Content starts

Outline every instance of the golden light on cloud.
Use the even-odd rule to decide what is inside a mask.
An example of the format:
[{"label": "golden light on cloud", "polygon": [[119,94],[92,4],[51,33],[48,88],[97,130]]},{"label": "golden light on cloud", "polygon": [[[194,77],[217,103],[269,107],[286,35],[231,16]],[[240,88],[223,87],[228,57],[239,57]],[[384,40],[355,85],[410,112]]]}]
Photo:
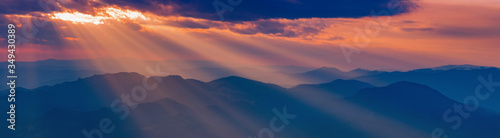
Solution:
[{"label": "golden light on cloud", "polygon": [[106,8],[106,14],[114,19],[142,19],[148,20],[141,12],[131,10],[121,10],[113,7]]},{"label": "golden light on cloud", "polygon": [[64,37],[64,39],[70,40],[70,41],[76,41],[76,40],[78,40],[78,38],[74,38],[74,37]]},{"label": "golden light on cloud", "polygon": [[103,16],[92,16],[89,14],[83,14],[80,12],[74,13],[54,13],[52,19],[59,19],[63,21],[71,21],[73,23],[93,23],[93,24],[103,24],[103,20],[106,17]]},{"label": "golden light on cloud", "polygon": [[[387,27],[382,27],[380,33],[375,37],[370,37],[370,42],[367,44],[367,48],[362,49],[363,50],[362,53],[364,55],[368,55],[368,53],[372,55],[392,55],[391,53],[387,52],[392,50],[392,51],[401,51],[404,53],[411,53],[413,55],[422,55],[421,53],[426,53],[429,55],[444,57],[446,59],[449,59],[450,61],[459,61],[459,60],[465,61],[465,60],[472,60],[469,58],[467,59],[463,58],[466,57],[463,56],[463,53],[467,53],[467,51],[488,53],[489,51],[497,50],[497,47],[495,47],[494,44],[498,40],[494,40],[495,38],[488,34],[495,33],[493,31],[496,28],[495,25],[498,24],[497,18],[493,14],[496,12],[489,12],[489,11],[498,11],[498,9],[488,8],[483,6],[468,7],[468,5],[461,3],[447,4],[441,2],[432,2],[430,0],[421,1],[419,2],[419,4],[425,8],[418,9],[412,13],[405,14],[404,16],[401,15],[401,16],[391,17]],[[224,46],[217,49],[218,50],[217,53],[221,53],[225,49],[238,47],[234,45],[244,44],[244,45],[249,45],[252,49],[258,49],[261,51],[266,51],[268,53],[274,53],[276,55],[279,55],[279,57],[283,57],[284,59],[288,58],[290,60],[295,61],[296,63],[300,63],[301,65],[302,64],[326,65],[326,64],[337,64],[337,63],[331,63],[328,60],[326,60],[332,58],[325,58],[325,60],[320,60],[321,62],[319,61],[316,62],[317,60],[315,60],[315,58],[307,58],[310,55],[299,56],[302,51],[297,52],[290,50],[290,52],[283,52],[285,50],[283,50],[282,47],[276,47],[274,45],[280,45],[282,43],[290,43],[290,44],[297,44],[297,47],[304,46],[304,47],[311,47],[318,49],[337,48],[336,50],[338,50],[337,47],[338,45],[344,42],[348,43],[349,45],[354,45],[356,40],[360,38],[359,36],[362,36],[358,35],[358,32],[355,31],[356,29],[363,30],[366,28],[366,25],[368,23],[378,21],[374,17],[363,17],[363,18],[266,19],[259,21],[227,22],[227,21],[213,21],[195,17],[185,17],[176,14],[157,15],[152,12],[142,12],[139,10],[128,9],[128,8],[133,8],[133,7],[118,7],[118,6],[100,7],[91,10],[93,11],[92,13],[87,13],[83,11],[77,12],[72,10],[63,10],[64,12],[53,12],[50,14],[45,14],[44,17],[50,17],[53,20],[62,21],[58,22],[60,25],[58,26],[60,27],[60,31],[79,32],[78,29],[74,28],[82,29],[83,27],[96,27],[101,29],[101,27],[111,26],[117,28],[116,30],[111,30],[115,32],[122,31],[124,28],[128,29],[126,33],[123,32],[121,33],[116,32],[116,34],[114,33],[113,35],[115,37],[120,36],[127,38],[135,38],[135,36],[130,37],[128,36],[128,34],[144,33],[144,34],[150,34],[151,36],[156,36],[158,37],[158,39],[165,39],[168,41],[171,41],[170,39],[174,40],[180,39],[179,37],[183,35],[179,34],[180,32],[182,32],[185,34],[184,36],[186,37],[185,38],[186,42],[177,42],[175,44],[183,46],[184,49],[192,50],[194,51],[194,53],[198,53],[199,55],[209,57],[210,59],[214,59],[214,57],[216,56],[214,56],[213,54],[206,54],[206,52],[210,50],[213,51],[216,48],[209,50],[199,50],[200,49],[198,47],[199,45],[206,45],[205,43],[213,42],[215,45]],[[440,9],[445,9],[445,10],[440,10]],[[453,9],[463,9],[463,10],[454,11]],[[479,12],[480,10],[476,9],[482,9],[484,10],[484,12]],[[475,11],[475,12],[470,12],[470,11]],[[454,12],[460,12],[461,14],[452,14]],[[488,14],[486,12],[492,14]],[[6,17],[15,20],[17,19],[15,17],[28,18],[31,16],[6,15]],[[385,19],[385,17],[383,17],[383,19]],[[457,20],[461,22],[456,22]],[[125,25],[123,23],[132,23],[132,24]],[[99,26],[94,26],[93,24]],[[19,24],[19,26],[21,25],[22,24]],[[74,26],[71,27],[71,25],[78,27]],[[491,29],[484,29],[484,28],[491,28]],[[460,31],[449,32],[450,30],[451,31],[460,30]],[[469,31],[470,33],[467,33],[467,31]],[[165,32],[170,32],[170,33],[165,34]],[[481,38],[461,37],[460,39],[457,39],[457,37],[460,37],[457,36],[457,34],[460,34],[461,32],[464,33],[465,35],[484,34],[485,36],[482,36]],[[104,32],[102,34],[104,34]],[[102,34],[95,34],[97,36],[68,35],[70,37],[67,38],[63,37],[62,39],[64,39],[66,42],[69,43],[83,43],[82,41],[89,39],[89,37],[101,38],[102,36],[98,35]],[[209,37],[209,36],[218,36],[218,37]],[[226,39],[226,38],[231,38],[231,39]],[[121,43],[122,40],[123,39],[121,38],[116,38],[115,43],[111,42],[102,42],[102,43],[103,45],[117,45],[120,46],[120,48],[130,45],[129,43]],[[149,38],[144,38],[143,40],[150,41]],[[194,43],[193,40],[197,40],[199,42]],[[228,43],[229,41],[234,42],[236,44]],[[162,49],[164,45],[167,45],[165,43],[159,43],[159,42],[158,43],[154,42],[154,43],[155,47],[158,47],[158,49]],[[485,45],[485,48],[482,49],[467,48],[468,45],[479,45],[479,44]],[[380,49],[385,49],[385,50],[380,50]],[[115,50],[109,50],[109,51],[112,53],[116,53]],[[157,50],[154,50],[152,51],[152,53],[156,53],[156,51]],[[232,51],[225,53],[231,53],[231,52]],[[363,54],[360,54],[360,56],[362,56]],[[109,56],[109,55],[115,56],[113,54],[108,54],[108,55],[106,53],[102,54],[102,56]],[[122,55],[127,55],[127,54],[120,54],[116,56],[122,56]],[[232,54],[227,54],[227,55],[233,56]],[[403,56],[411,57],[407,55],[401,55],[401,57]],[[492,53],[489,53],[487,55],[492,55]],[[388,56],[388,57],[396,57],[396,56]],[[160,59],[157,57],[154,58]],[[485,56],[484,58],[487,59],[487,56]],[[241,58],[241,59],[216,57],[215,59],[221,61],[222,60],[227,61],[228,59],[237,59],[252,64],[259,64],[260,62],[265,62],[265,61],[255,61],[254,59],[257,59],[257,57]],[[405,60],[407,60],[406,63],[410,63],[410,61],[412,61],[415,63],[421,63],[421,65],[428,64],[425,63],[427,62],[426,60],[419,60],[419,58],[406,58]],[[481,62],[484,62],[484,64],[491,64],[490,62],[486,61],[488,60],[481,60]]]},{"label": "golden light on cloud", "polygon": [[98,9],[100,11],[96,15],[84,14],[80,12],[58,12],[50,15],[52,19],[70,21],[73,23],[92,23],[95,25],[104,24],[108,20],[149,20],[144,14],[139,11],[123,10],[113,7]]}]

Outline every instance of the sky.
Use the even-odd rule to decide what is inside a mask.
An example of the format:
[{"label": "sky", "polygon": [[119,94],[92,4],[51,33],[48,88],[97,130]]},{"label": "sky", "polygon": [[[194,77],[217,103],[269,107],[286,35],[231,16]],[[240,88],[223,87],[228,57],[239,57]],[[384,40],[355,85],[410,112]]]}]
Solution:
[{"label": "sky", "polygon": [[498,0],[4,0],[0,31],[17,26],[18,61],[500,67],[498,13]]}]

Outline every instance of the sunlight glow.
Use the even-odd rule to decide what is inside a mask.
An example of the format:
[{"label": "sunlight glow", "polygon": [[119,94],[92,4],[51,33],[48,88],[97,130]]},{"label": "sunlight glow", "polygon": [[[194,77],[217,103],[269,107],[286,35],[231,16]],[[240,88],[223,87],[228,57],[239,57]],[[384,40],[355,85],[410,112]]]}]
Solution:
[{"label": "sunlight glow", "polygon": [[138,11],[131,11],[131,10],[121,10],[117,8],[106,8],[106,13],[111,16],[111,18],[114,19],[143,19],[143,20],[148,20],[146,16],[144,16],[142,13]]},{"label": "sunlight glow", "polygon": [[71,21],[73,23],[93,23],[93,24],[103,24],[103,20],[106,17],[102,16],[92,16],[88,14],[83,14],[79,12],[74,13],[54,13],[52,19],[59,19],[64,21]]},{"label": "sunlight glow", "polygon": [[59,12],[52,14],[52,19],[71,21],[73,23],[93,23],[95,25],[104,24],[107,20],[149,20],[139,11],[122,10],[113,7],[102,8],[96,15],[84,14],[80,12]]}]

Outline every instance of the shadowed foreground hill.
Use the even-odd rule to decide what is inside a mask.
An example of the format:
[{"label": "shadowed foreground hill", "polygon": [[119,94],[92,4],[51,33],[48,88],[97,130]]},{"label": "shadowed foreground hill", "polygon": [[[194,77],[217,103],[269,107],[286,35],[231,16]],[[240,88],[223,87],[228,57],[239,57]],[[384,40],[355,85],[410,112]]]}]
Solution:
[{"label": "shadowed foreground hill", "polygon": [[[498,136],[495,131],[499,129],[500,123],[490,123],[499,119],[494,117],[493,113],[480,108],[468,111],[463,104],[421,84],[397,82],[387,87],[363,89],[347,100],[373,112],[382,113],[380,115],[422,128],[427,132],[435,128],[443,128],[449,132],[449,137]],[[445,111],[457,111],[454,108],[455,105],[461,106],[460,109],[470,115],[467,118],[461,118],[463,122],[460,130],[457,130],[460,131],[458,133],[450,128],[455,125],[456,121],[443,119]],[[452,117],[459,117],[459,114],[447,115],[447,118]]]},{"label": "shadowed foreground hill", "polygon": [[[259,134],[412,138],[430,136],[434,127],[449,129],[451,124],[444,123],[442,115],[456,103],[432,88],[408,82],[371,88],[359,81],[338,80],[299,87],[304,86],[317,87],[322,91],[315,92],[322,94],[300,97],[274,84],[234,76],[202,82],[180,76],[145,78],[137,73],[97,75],[19,91],[17,130],[3,129],[1,135],[78,138],[85,137],[82,131],[99,130],[104,137],[132,138]],[[137,87],[144,87],[146,93],[133,98],[132,90]],[[323,96],[339,92],[347,98]],[[323,102],[311,104],[310,100]],[[491,122],[498,115],[480,109],[472,114],[460,131],[447,131],[449,135],[500,136],[492,131],[500,129],[500,123]],[[100,130],[102,120],[111,122],[112,131]]]},{"label": "shadowed foreground hill", "polygon": [[335,80],[329,83],[322,84],[301,84],[290,89],[292,92],[308,94],[311,92],[327,93],[333,92],[337,98],[345,98],[352,96],[356,92],[364,88],[374,87],[371,84],[357,80]]},{"label": "shadowed foreground hill", "polygon": [[[463,102],[467,96],[474,95],[478,85],[483,85],[479,77],[493,84],[492,87],[500,86],[499,68],[472,65],[449,65],[408,72],[384,72],[354,79],[375,86],[386,86],[399,81],[415,82],[432,87],[455,101]],[[482,89],[481,91],[489,90]],[[488,99],[481,101],[480,106],[500,113],[499,105],[500,94],[492,93]]]}]

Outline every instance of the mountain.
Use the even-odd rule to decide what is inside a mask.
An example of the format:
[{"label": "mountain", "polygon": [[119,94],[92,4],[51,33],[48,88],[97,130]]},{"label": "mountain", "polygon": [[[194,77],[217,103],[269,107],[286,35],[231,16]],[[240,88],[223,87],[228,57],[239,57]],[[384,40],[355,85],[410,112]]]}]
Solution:
[{"label": "mountain", "polygon": [[302,81],[302,83],[326,83],[337,79],[352,79],[354,77],[379,74],[382,71],[370,71],[364,69],[355,69],[352,71],[344,72],[337,68],[321,67],[304,73],[296,74],[295,77]]},{"label": "mountain", "polygon": [[[114,126],[104,137],[259,137],[263,130],[275,137],[422,137],[434,127],[449,129],[443,113],[458,103],[410,82],[374,88],[355,80],[337,80],[297,87],[347,97],[315,96],[310,91],[299,92],[310,95],[301,97],[292,92],[294,88],[237,76],[203,82],[175,75],[104,74],[19,89],[17,130],[2,129],[0,135],[85,137],[82,132],[103,132],[104,120]],[[498,114],[482,109],[471,114],[460,131],[448,131],[449,135],[499,136],[491,131],[499,128],[499,123],[491,122],[499,120]]]},{"label": "mountain", "polygon": [[446,71],[446,70],[477,70],[477,69],[491,69],[491,68],[496,68],[496,67],[464,64],[464,65],[445,65],[445,66],[418,69],[418,70]]},{"label": "mountain", "polygon": [[[154,85],[156,79],[161,80],[156,88],[149,90],[145,87],[145,80]],[[180,76],[148,78],[138,73],[125,72],[94,75],[54,86],[31,90],[18,89],[16,97],[23,100],[19,100],[16,106],[20,109],[30,109],[26,111],[29,113],[19,111],[21,113],[18,116],[27,120],[54,108],[81,112],[92,111],[110,107],[116,100],[130,99],[134,89],[137,90],[136,92],[141,89],[147,92],[147,97],[140,101],[142,103],[162,98],[175,98],[190,106],[207,105],[209,98],[204,94],[210,90],[207,86],[198,85],[198,83],[198,81],[185,80]],[[7,90],[2,93],[7,93]],[[0,97],[7,98],[6,95]],[[6,100],[0,101],[2,104],[6,102]]]},{"label": "mountain", "polygon": [[[412,124],[413,127],[424,132],[432,132],[437,127],[451,130],[450,125],[454,123],[445,122],[443,120],[444,113],[447,110],[456,111],[455,104],[462,105],[428,86],[411,82],[397,82],[386,87],[363,89],[347,100],[368,108],[376,114],[404,124]],[[465,110],[465,113],[470,114],[470,117],[460,118],[464,120],[460,126],[461,131],[448,133],[449,137],[499,136],[498,133],[491,130],[498,130],[500,124],[487,123],[489,119],[498,120],[498,118],[492,117],[493,113],[483,109],[475,111],[462,109]],[[488,129],[484,129],[485,127]]]},{"label": "mountain", "polygon": [[357,80],[338,79],[322,84],[301,84],[290,88],[290,91],[294,93],[302,93],[304,96],[311,95],[311,93],[328,93],[336,98],[345,98],[347,96],[354,95],[361,89],[370,87],[374,86]]},{"label": "mountain", "polygon": [[356,103],[366,104],[365,106],[395,108],[390,110],[436,108],[438,112],[457,103],[428,86],[405,81],[386,87],[362,89],[349,99]]},{"label": "mountain", "polygon": [[[324,120],[326,115],[309,110],[307,105],[287,96],[285,88],[274,84],[235,76],[208,83],[167,76],[161,77],[157,88],[147,90],[143,101],[129,99],[136,104],[127,105],[123,95],[132,95],[131,90],[143,86],[144,79],[147,83],[155,80],[137,73],[105,74],[19,92],[22,100],[17,101],[16,107],[17,119],[21,121],[15,133],[3,133],[7,131],[3,129],[2,135],[84,137],[82,130],[99,128],[99,121],[105,118],[116,126],[113,133],[106,134],[111,137],[248,137],[269,126],[269,119],[279,114],[274,110],[302,112],[302,119],[293,120],[293,124],[287,125],[288,131],[280,136],[329,134],[321,129],[325,124],[310,122]],[[118,106],[112,104],[115,100],[120,101]],[[129,109],[128,117],[121,119],[125,112],[118,109],[124,108]],[[6,114],[1,116],[7,118]],[[316,134],[318,130],[323,132]]]},{"label": "mountain", "polygon": [[[450,69],[431,70],[420,69],[407,72],[384,72],[374,75],[365,75],[353,78],[373,84],[386,86],[399,81],[408,81],[432,87],[445,96],[455,100],[464,101],[467,96],[475,94],[476,87],[481,84],[479,77],[499,82],[500,69],[479,67],[479,69]],[[488,91],[484,89],[483,91]],[[492,94],[488,99],[481,101],[481,106],[500,113],[500,95]]]},{"label": "mountain", "polygon": [[[18,87],[34,89],[40,86],[55,85],[62,82],[75,81],[78,78],[90,77],[95,74],[101,74],[95,70],[54,70],[54,69],[39,69],[27,68],[24,66],[16,66],[16,79]],[[0,72],[8,72],[7,69],[0,69]],[[7,75],[7,74],[5,74]],[[8,78],[0,78],[1,82],[7,82]],[[8,89],[7,85],[1,85],[0,90]]]},{"label": "mountain", "polygon": [[[7,66],[8,62],[0,62],[0,66]],[[78,59],[78,60],[56,60],[48,59],[34,62],[16,62],[16,74],[18,74],[18,86],[34,89],[41,86],[51,86],[58,83],[75,81],[78,78],[86,78],[97,74],[136,72],[142,75],[150,74],[148,69],[160,69],[169,75],[180,75],[184,78],[192,78],[201,81],[212,81],[215,79],[242,76],[254,80],[275,83],[282,86],[293,86],[302,82],[300,80],[286,80],[281,76],[302,73],[314,69],[304,66],[248,66],[238,63],[224,63],[232,65],[223,66],[206,60],[162,60],[149,61],[129,58],[112,59]],[[6,69],[0,72],[7,73]],[[7,81],[7,78],[0,78]],[[1,85],[0,90],[8,89]]]},{"label": "mountain", "polygon": [[226,78],[217,79],[207,83],[208,86],[218,90],[221,95],[231,97],[232,99],[253,99],[268,101],[268,99],[275,99],[275,101],[285,100],[286,89],[275,84],[267,84],[259,81],[254,81],[242,77],[230,76]]}]

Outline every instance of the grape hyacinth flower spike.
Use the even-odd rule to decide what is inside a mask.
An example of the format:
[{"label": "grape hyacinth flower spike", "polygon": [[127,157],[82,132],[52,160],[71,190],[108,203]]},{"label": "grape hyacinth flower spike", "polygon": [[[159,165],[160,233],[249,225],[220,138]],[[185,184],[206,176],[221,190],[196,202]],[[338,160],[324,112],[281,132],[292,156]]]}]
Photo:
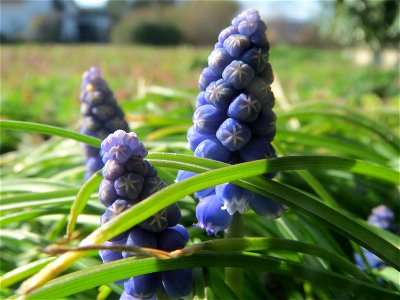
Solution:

Content ends

Problem requirements — Your reply should be one number: the count of lines above that hold the word "hyacinth".

Solution to this task — 2